→ **YOUR INSTRUCTIONS**:
Go through the listing and switch every "cookie" to "biscuit", keeping everything else the same. Leave out the pictures when you write it back.

→ **LISTING**:
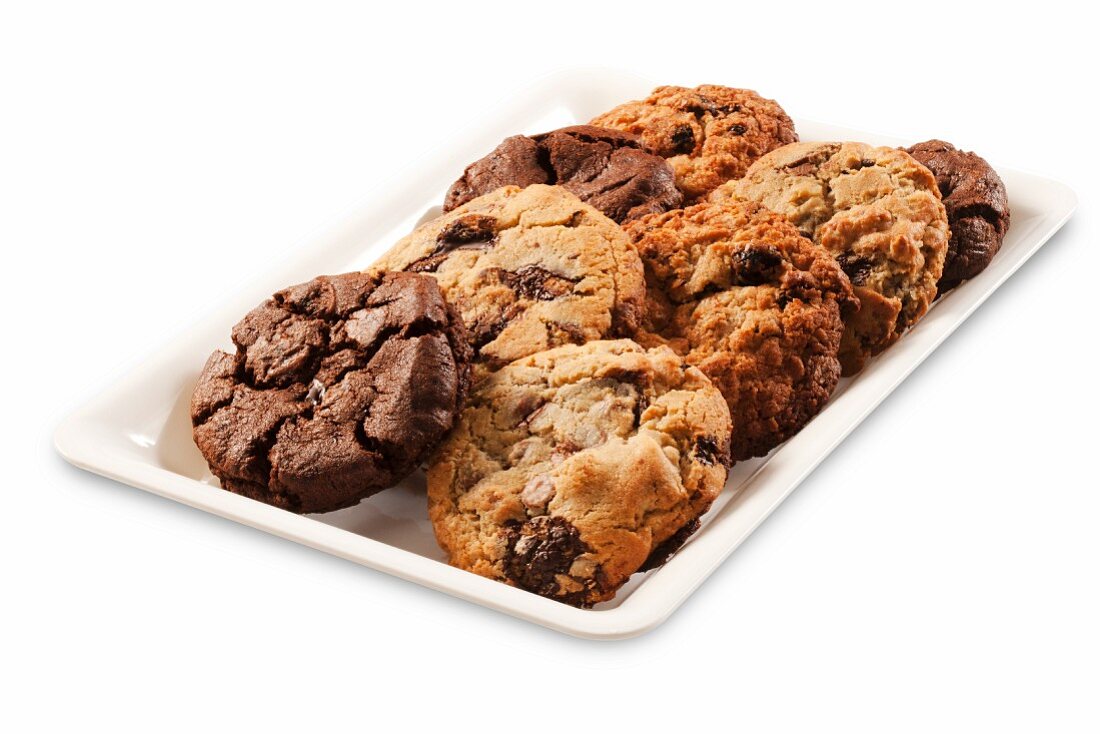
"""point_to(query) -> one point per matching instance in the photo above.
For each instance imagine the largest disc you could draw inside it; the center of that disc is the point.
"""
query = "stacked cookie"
(604, 318)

→ **EXERCISE SOLUTION**:
"""point_to(query) -> one point per matching instance in the photo above.
For each instance imagine the largest disc you could draw inside it; the center of that disc is the point.
"""
query = "stacked biscuit"
(604, 318)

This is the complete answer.